* Given passage
Laurence Oliphant, who enjoyed a high standing in the British establishment, presented Prime Minister Benjamin Disraeli and the Minister for Foreign Affairs, Lord Salisbury, with his ‘Plan for Gilead’ in 1879. The plan – which postulated the Jewish colonisation of the northern lands of Biblical Israel – was then published as a book in 1880 under the title The Land of Gilead. Oliphant even won an assurance of £40,000 for the enterprise from the Palestine Exploration Fund, which would arise as a 25-year lease. Thanks to the support of Disraeli and Salisbury, in 1879 Oliphant left to explore the Levant. Once his investigations were complete, he travelled to Istanbul where he sought a firman –the permission of the Turkish Sultan – for the settlement in Gilead of a Jewish colony. Though having failed in that bid, Oliphant tried again in 1882 and 1883 in the wake of the 1881 pogroms. He worked directly with Jewish refugees in the Pale of Settlement and co-operated with the newly arisen Hovevei Zion societies there and in Romania.

* Exercise instructions
Resume the passage about Laurence Oliphant's plan for a Jewish colony in Gilead, picking up right after its final sentence.

* Records provided

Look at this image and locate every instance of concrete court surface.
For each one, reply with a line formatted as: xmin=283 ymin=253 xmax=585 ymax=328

* * *

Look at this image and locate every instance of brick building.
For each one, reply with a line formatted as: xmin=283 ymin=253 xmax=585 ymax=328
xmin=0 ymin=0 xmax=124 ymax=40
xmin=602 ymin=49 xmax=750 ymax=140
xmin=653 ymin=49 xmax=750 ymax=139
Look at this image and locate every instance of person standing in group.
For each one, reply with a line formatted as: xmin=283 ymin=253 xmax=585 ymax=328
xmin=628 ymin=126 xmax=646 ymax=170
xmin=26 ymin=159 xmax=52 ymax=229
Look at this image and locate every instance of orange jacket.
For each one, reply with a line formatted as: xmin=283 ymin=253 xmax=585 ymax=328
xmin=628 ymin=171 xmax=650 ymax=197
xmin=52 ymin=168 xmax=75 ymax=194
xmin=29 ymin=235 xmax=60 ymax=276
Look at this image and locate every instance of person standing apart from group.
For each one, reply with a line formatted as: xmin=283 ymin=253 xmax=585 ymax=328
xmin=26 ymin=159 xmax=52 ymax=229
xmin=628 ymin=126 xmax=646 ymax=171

* Response to the task
The Impact of Daniel Deronda
George Eliot published Daniel Deronda in 1876. The titular hero is a young English gentleman who discovers his Jewish origins and becomes captivated by the Zionist vision of a Jewish mystic named Mordechai/Ezra. Ultimately, he determines to dedicate his life to building a Jewish national home in Palestine. The novel, which was rapidly translated into numerous languages – there were three translations into Russian within a year alone – commanded enormous popularity within the Diaspora and inspired leading Zionists including Albert Goldsmid, leader of Hovevei Zion in Britain, and Emma Lazarus, the American poet who penned the famous verse found at the pedestal of the Statue of Liberty. On the continent, Deronda inspired an untold number of Jewish readers. Worthy of mention among the more prominent are: Rabbi Professor David Kaufmann of Budapest, who published a significant tract on the novel in 1877; Moritz Schnierer, who together with Nathan Birnbaum went on to found the Viennese group of student-Zionists, Kadimah, in 1883; Eliezer Ben-Yehuda, the father of modern Hebrew; and Peretz Smolenskin, the publisher of the highly influential Hebrew-language journal Ha-Shahar (Vienna). As his diaries indicate, Theodor Herzl also acquainted himself with Daniel Deronda, and prior to writing Der Judenstaat. Among the many other Jews upon whom Eliot’s novel exerted an influence (especially in the context of the Second Aliya) was father of modern Israel David Ben-Gurion and writers such as Isaac Leib Peretz and Abraham Goldfaden.
David Frischmann’s Hebrew translation of Daniel Deronda was published in 1893 in Warsaw. However in December 1876, the British press reported that the leading Hebrew-language weekly Ha-Magid, published by David Gordon in Ełk (north-eastern Poland), had been printing important fragments of the novel in Hebrew, ones that were being republished in the Hebrew press in Germany, Russia, Poland and even Jerusalem. In 1877, Daniel Deronda appeared in German and Dutch, and in 1878 Calmann Lévy published it in French. By 1883 there was even an Italian translation.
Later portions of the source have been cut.